What is required -> Count the lines in the data below that contain the string "window", treating uppercase and lowercase as different. Reply with the number alone.

Records for the task ->
§ §
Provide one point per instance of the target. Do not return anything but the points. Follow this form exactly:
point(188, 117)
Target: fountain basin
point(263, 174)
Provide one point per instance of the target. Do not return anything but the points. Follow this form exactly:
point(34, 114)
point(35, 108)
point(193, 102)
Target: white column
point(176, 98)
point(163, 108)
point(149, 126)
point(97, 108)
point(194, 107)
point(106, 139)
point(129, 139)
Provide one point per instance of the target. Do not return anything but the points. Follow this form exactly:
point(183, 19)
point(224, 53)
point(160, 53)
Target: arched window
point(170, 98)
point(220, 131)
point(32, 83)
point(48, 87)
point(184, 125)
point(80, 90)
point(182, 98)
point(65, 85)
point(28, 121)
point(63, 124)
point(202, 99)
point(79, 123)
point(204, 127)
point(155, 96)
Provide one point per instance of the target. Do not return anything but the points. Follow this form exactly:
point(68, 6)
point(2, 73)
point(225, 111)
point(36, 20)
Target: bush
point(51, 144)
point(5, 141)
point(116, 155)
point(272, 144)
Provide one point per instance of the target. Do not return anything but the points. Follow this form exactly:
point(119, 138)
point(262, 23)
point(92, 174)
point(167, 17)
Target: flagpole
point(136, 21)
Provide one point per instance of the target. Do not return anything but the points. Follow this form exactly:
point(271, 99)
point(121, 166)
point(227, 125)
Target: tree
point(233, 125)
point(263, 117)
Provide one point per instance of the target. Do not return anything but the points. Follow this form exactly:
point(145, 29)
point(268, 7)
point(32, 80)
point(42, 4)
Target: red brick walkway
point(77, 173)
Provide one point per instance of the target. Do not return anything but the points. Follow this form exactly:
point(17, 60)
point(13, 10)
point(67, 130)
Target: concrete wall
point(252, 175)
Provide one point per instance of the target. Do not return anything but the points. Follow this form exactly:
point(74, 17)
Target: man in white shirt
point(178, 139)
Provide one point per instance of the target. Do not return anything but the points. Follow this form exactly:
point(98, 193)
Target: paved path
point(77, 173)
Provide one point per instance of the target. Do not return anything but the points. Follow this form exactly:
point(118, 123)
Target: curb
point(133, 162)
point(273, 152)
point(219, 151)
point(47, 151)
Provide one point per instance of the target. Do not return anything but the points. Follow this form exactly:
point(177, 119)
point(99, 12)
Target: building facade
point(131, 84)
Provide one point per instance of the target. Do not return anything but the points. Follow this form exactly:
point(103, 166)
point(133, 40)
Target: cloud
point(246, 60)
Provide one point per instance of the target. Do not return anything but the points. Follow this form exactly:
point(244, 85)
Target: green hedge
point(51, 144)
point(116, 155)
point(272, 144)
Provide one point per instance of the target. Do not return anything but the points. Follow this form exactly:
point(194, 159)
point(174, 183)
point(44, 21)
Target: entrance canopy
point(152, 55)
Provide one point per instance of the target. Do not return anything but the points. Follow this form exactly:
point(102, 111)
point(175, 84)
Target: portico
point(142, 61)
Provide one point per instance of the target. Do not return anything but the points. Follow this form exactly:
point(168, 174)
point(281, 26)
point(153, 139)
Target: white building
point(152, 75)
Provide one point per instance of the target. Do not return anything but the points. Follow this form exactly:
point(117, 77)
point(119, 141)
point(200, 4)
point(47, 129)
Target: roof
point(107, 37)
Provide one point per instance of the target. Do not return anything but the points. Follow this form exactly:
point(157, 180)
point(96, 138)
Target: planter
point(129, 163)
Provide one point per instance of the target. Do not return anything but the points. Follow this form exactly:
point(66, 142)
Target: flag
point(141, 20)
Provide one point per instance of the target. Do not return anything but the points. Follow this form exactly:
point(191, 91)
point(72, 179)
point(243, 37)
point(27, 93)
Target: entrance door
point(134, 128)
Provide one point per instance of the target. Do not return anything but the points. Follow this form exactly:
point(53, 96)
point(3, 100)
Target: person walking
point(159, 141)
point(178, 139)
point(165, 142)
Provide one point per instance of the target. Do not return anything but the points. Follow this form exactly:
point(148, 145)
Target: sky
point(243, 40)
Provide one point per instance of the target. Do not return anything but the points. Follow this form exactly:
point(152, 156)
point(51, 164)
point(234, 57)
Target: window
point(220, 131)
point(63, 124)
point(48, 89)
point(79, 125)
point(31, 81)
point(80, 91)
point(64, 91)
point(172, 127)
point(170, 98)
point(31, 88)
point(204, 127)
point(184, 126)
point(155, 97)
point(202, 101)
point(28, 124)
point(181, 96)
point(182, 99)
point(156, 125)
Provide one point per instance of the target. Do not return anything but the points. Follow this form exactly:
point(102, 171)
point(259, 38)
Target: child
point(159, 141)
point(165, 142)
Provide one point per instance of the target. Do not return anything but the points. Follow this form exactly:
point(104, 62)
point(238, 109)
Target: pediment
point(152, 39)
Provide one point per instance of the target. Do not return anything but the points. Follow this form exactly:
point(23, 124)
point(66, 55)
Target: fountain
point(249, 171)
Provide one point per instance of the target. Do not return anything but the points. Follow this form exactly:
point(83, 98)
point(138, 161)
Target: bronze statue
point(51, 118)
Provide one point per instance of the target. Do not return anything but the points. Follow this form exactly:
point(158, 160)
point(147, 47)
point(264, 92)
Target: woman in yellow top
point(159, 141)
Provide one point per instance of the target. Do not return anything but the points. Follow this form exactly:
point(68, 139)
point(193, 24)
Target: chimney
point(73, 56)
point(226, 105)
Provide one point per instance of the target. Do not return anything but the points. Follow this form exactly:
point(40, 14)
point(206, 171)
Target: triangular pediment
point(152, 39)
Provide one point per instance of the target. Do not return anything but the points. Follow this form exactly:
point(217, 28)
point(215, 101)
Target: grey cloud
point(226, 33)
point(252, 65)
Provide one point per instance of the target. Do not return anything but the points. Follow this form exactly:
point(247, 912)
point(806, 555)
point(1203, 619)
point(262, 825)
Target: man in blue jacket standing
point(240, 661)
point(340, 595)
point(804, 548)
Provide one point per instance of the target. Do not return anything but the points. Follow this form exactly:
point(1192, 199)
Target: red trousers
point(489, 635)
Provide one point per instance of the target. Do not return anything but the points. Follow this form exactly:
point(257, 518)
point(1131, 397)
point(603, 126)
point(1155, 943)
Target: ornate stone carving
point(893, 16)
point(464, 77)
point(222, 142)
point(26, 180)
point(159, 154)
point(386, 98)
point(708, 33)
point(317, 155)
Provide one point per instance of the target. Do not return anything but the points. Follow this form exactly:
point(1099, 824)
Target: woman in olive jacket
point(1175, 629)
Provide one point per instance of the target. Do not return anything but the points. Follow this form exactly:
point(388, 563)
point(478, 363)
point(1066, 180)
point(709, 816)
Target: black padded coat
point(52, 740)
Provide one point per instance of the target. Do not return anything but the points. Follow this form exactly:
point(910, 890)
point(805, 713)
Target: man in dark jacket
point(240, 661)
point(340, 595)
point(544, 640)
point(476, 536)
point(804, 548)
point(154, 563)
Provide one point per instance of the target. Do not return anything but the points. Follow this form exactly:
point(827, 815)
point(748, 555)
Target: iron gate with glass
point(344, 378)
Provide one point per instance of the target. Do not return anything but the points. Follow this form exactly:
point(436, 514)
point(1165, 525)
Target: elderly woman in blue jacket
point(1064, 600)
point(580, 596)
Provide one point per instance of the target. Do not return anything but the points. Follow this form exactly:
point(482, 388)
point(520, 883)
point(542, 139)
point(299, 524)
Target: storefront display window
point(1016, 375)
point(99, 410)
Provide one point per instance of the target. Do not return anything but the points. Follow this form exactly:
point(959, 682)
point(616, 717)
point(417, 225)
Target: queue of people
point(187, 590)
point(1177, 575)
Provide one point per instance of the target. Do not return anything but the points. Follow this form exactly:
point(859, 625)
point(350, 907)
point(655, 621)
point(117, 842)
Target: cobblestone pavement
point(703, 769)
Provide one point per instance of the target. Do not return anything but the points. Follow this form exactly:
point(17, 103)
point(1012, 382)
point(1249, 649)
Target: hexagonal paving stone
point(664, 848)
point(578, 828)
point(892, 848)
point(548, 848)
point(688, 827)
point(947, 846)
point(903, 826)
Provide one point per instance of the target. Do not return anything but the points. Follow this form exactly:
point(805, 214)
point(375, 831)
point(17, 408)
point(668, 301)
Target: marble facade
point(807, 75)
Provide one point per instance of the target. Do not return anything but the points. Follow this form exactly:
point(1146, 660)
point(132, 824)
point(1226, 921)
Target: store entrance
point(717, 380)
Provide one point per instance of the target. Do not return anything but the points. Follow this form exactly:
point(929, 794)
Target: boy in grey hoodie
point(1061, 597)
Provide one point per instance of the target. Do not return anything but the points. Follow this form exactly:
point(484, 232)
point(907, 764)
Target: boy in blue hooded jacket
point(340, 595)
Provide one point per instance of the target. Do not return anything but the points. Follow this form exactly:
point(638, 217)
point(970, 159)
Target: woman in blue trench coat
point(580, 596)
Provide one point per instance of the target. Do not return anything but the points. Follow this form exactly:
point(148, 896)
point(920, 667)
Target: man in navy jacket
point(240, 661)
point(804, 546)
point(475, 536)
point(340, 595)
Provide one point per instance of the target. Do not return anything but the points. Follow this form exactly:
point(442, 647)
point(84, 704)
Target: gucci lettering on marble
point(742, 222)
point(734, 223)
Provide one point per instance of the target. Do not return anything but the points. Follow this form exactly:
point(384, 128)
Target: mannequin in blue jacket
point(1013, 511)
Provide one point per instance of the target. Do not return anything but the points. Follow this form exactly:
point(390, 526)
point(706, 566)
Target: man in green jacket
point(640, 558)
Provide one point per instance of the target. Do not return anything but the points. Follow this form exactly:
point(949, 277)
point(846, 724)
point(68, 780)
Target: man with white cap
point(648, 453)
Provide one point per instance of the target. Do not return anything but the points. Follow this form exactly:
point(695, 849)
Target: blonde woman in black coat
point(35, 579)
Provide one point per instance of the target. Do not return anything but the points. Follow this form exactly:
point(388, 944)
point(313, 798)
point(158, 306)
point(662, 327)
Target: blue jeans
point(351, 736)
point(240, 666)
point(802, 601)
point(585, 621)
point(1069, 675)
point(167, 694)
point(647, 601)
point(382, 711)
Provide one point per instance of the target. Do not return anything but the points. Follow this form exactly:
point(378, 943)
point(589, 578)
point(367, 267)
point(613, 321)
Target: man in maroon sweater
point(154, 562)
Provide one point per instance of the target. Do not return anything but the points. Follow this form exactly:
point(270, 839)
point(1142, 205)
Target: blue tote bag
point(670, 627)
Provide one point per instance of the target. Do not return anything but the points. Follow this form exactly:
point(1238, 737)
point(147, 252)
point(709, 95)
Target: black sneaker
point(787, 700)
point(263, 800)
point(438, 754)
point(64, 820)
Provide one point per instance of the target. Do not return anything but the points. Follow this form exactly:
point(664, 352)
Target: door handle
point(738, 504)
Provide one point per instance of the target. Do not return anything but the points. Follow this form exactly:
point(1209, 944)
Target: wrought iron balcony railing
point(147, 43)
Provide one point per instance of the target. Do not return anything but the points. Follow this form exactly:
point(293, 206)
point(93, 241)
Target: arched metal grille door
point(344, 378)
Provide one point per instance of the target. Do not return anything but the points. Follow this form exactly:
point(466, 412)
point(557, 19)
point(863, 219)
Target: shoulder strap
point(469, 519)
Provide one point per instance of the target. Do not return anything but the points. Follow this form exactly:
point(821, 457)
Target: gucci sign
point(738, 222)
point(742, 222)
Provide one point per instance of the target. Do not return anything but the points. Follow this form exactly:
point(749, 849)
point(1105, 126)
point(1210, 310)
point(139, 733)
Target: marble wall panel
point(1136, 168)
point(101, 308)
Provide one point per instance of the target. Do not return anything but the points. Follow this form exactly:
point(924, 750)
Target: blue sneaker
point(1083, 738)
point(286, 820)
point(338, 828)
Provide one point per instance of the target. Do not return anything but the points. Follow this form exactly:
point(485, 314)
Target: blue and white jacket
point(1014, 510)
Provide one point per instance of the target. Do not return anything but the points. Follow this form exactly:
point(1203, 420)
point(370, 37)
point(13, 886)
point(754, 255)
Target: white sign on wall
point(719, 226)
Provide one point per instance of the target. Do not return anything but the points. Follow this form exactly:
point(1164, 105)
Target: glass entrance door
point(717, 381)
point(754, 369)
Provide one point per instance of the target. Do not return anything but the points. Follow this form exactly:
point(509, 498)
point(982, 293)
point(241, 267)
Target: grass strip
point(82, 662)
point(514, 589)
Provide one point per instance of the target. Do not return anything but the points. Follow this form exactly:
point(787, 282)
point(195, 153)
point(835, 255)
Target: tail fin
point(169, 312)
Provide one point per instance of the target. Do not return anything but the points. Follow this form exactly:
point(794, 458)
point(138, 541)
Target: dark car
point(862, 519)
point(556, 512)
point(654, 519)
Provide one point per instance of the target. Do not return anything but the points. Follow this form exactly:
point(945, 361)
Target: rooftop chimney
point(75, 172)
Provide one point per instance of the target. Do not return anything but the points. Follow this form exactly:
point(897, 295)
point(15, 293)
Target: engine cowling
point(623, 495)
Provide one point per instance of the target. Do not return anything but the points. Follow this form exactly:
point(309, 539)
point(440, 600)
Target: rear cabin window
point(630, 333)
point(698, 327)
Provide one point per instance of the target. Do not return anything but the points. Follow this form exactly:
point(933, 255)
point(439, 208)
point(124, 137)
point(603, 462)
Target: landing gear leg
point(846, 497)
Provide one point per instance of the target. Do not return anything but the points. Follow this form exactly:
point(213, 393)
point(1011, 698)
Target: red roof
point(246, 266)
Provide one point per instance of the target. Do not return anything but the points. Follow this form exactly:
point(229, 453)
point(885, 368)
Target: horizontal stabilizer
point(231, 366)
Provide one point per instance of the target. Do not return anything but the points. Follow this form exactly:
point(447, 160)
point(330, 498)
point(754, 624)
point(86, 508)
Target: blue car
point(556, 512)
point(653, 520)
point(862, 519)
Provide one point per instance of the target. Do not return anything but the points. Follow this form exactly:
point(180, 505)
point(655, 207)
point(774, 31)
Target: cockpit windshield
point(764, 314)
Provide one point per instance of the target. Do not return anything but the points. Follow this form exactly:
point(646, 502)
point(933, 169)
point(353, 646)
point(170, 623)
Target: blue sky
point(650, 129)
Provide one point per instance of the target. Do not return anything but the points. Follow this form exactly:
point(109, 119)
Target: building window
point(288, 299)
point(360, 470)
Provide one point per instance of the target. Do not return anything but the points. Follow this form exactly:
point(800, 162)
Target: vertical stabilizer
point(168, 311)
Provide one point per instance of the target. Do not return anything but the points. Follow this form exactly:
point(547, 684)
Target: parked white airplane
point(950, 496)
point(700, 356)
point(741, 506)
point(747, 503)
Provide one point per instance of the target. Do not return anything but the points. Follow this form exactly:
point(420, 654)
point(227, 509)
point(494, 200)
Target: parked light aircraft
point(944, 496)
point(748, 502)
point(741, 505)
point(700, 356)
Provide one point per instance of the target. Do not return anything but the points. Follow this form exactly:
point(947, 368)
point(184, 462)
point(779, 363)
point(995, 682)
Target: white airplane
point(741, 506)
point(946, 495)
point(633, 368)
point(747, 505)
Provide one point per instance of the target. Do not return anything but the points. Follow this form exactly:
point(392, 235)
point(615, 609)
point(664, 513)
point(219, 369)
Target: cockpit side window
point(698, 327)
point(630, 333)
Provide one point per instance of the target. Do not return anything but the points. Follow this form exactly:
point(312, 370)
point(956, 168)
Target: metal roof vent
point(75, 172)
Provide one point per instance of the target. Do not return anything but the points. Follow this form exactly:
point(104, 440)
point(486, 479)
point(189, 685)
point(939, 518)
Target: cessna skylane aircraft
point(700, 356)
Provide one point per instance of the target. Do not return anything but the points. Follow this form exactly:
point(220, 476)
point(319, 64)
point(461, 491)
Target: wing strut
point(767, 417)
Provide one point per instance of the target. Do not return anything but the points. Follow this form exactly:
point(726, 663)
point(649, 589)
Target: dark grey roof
§ §
Result for this task -> 6